[start Data extract]

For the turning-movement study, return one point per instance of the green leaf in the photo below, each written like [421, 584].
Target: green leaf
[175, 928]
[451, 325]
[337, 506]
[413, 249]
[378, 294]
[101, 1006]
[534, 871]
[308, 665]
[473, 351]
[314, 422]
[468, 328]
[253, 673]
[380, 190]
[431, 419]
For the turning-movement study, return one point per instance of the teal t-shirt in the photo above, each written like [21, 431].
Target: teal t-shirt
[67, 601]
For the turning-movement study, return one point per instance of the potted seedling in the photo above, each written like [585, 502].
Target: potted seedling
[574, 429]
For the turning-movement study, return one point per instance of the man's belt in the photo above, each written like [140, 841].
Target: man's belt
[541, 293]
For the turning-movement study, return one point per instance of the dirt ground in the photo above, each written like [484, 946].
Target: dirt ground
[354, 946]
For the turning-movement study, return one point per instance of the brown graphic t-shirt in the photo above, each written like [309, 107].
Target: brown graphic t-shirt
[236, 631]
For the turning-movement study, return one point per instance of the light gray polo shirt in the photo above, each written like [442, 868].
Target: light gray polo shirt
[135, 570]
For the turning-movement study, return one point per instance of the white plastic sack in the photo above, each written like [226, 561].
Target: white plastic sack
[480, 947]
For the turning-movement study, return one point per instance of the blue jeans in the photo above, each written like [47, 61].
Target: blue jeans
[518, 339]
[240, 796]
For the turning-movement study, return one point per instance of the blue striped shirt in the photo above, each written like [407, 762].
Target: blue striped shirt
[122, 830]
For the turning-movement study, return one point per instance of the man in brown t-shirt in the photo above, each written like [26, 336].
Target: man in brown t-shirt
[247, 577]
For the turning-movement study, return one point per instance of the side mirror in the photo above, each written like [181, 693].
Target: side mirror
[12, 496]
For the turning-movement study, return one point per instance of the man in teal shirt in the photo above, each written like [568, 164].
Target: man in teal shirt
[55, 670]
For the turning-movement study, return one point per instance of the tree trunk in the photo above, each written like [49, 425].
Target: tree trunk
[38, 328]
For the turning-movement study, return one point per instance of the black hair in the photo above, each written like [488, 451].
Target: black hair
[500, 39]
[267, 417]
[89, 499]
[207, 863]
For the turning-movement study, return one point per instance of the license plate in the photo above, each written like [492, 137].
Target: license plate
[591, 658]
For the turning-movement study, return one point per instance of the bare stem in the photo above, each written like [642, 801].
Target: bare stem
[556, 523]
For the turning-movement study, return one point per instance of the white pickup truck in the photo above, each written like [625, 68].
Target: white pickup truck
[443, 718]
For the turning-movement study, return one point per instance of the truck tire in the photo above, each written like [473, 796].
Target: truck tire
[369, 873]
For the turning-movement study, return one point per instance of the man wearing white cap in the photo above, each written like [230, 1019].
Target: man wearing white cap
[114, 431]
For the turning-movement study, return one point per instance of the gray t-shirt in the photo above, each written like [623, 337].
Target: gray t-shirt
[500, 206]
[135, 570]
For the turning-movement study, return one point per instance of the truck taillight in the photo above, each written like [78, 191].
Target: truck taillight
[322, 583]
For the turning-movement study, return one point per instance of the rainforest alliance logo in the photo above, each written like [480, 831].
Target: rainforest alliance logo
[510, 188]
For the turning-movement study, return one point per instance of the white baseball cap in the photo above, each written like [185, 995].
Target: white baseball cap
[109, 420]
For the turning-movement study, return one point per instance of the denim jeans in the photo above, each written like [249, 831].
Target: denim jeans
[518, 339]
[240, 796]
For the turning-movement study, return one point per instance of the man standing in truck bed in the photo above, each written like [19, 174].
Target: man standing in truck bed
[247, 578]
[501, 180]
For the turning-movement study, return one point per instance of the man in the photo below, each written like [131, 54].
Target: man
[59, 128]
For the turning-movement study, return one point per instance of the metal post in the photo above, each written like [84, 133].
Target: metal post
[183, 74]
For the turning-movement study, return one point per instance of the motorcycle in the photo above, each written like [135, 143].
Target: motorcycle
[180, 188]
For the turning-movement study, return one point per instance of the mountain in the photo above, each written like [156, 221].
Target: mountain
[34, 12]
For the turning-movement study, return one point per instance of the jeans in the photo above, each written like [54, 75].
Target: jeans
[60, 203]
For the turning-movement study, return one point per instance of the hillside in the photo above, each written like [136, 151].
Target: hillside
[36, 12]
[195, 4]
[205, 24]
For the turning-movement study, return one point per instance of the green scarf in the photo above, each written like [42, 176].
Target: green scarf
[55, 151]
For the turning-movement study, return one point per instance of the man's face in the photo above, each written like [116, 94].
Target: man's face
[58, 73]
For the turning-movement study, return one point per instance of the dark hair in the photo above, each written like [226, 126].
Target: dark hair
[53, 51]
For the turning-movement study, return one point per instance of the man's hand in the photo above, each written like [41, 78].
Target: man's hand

[end Data extract]

Exercise
Rewrite the whole listing above with "turning-movement study" changed to "traffic count" everywhere it occurs, leaving everything else unchanged.

Finished exercise
For the traffic count, return one point per instance of the green leaf in the photo below, each written like [421, 584].
Target: green leaf
[175, 928]
[451, 325]
[337, 506]
[413, 249]
[378, 294]
[101, 1006]
[534, 871]
[308, 665]
[473, 351]
[314, 422]
[468, 328]
[253, 673]
[380, 190]
[431, 419]
For the traffic count, return one point per instance of the teal t-shirt in the photo above, each written like [21, 431].
Target: teal t-shirt
[67, 601]
For the traffic count, return one point per instance of the potted seedling in the photo above, each written like [585, 502].
Target: potted seedling
[574, 429]
For the traffic count, return one point per instance of the man's belt in the photo above, each written like [140, 841].
Target: man's belt
[541, 293]
For the traffic count, return one point per instance of the dirt ground in the photo above, each written like [484, 946].
Target: dirt ground
[354, 946]
For the traffic count, return one point per instance of the brown graphic t-shirt in the photo above, each written like [309, 107].
Target: brown graphic t-shirt
[236, 631]
For the traffic count, return one point per instance of the light gray polo shirt in the photo above, each written like [442, 868].
Target: light gray polo shirt
[135, 570]
For the traffic count, return one point per instance of the white plastic sack in the photo above, each written like [226, 561].
Target: white plastic sack
[480, 947]
For the traffic count, return one point per instance of the blue jeans in the photo above, each written like [47, 61].
Target: blue jeans
[518, 339]
[240, 796]
For the traffic count, return one point per instance of the blue striped shirt in the photo above, each written like [407, 762].
Target: blue striped shirt
[122, 830]
For the traffic count, return one point per instance of the man in brown t-shirt in the photo above, each written like [26, 336].
Target: man in brown t-shirt
[247, 577]
For the traffic count, return one point per instance of the side mirror in the photo above, each written like [181, 693].
Target: side mirror
[12, 496]
For the traffic count, return one point per instance of the man in teal shirt in the photo above, each written like [568, 164].
Target: man in teal shirt
[55, 670]
For the traffic count, return one point per instance of the tree trunk in the photo above, each written like [49, 425].
Target: tree trunk
[38, 328]
For the traffic count, return one point per instance of the black hair in the photo above, each written like [488, 451].
Target: black hair
[500, 39]
[267, 417]
[89, 499]
[207, 863]
For the traffic count, return one point per instance of the license plate in the photo above, each written like [492, 137].
Target: license plate
[591, 658]
For the traffic count, return one point per instance of the bare stem in the photo above, each written like [642, 801].
Target: bare stem
[556, 523]
For the traffic count, return one point per instance of the white pickup truck in the photo above, each written like [625, 68].
Target: white pickup truck
[443, 718]
For the traffic count, return one point per instance of the truck tire in the photo above, each written like [473, 796].
Target: truck tire
[369, 873]
For the traffic count, return one point per instance of the man wearing white cap in the photo above, each written like [230, 1019].
Target: man wearing white cap
[114, 431]
For the traffic count, return one point per instance of the gray t-shirt in the photo above, each written like [623, 337].
Target: gray t-shirt
[500, 206]
[135, 570]
For the traffic count, return one point per instance of the truck taillight in the photo above, each written like [78, 191].
Target: truck taillight
[322, 583]
For the traffic count, return one point per instance of the rainforest alliance logo in the photo above, each written like [480, 831].
Target: rainforest alliance logo
[510, 188]
For the traffic count, return one point per instance of the white baseball cap in the photo above, each written like [185, 995].
Target: white baseball cap
[109, 420]
For the traffic count, return one point per instance of the denim jeans in the photo above, each written like [249, 831].
Target: denim jeans
[518, 339]
[240, 796]
For the traffic count, return one point per instance of the man standing in truck bed in the photo above, each written like [19, 174].
Target: man standing in truck bed
[247, 578]
[501, 180]
For the traffic count, return one point per instance of the man in the photo below, each written like [131, 54].
Target: man
[59, 128]
For the traffic count, return one point per instance of the metal post in the photo above, each written like [84, 133].
Target: metal post
[183, 74]
For the traffic count, return one point per instance of the motorcycle in the photo above, each written like [135, 143].
Target: motorcycle
[180, 188]
For the traffic count, return one point per instance of the mountain in the photo above, each written like [156, 221].
Target: mountain
[34, 12]
For the traffic count, return one point per instance of the jeans in the photo above, each written like [54, 75].
Target: jeans
[60, 203]
For the traffic count, return one point per instance of the hillside in the photo above, each written like [136, 151].
Target: hillside
[36, 12]
[195, 4]
[205, 24]
For the traffic count, return one point per instance of the green scarf in the photo above, each written like [42, 176].
Target: green scarf
[55, 151]
For the traffic count, return one point per instance of the man's face in the photo above, each written like [116, 94].
Target: man's face
[58, 73]
For the traffic count, return one point per instance of the dark hair in the photo above, each written like [226, 126].
Target: dark hair
[53, 51]
For the traffic count, return one point per instance of the man's hand in the photo above, each written like [41, 78].
Target: man's hand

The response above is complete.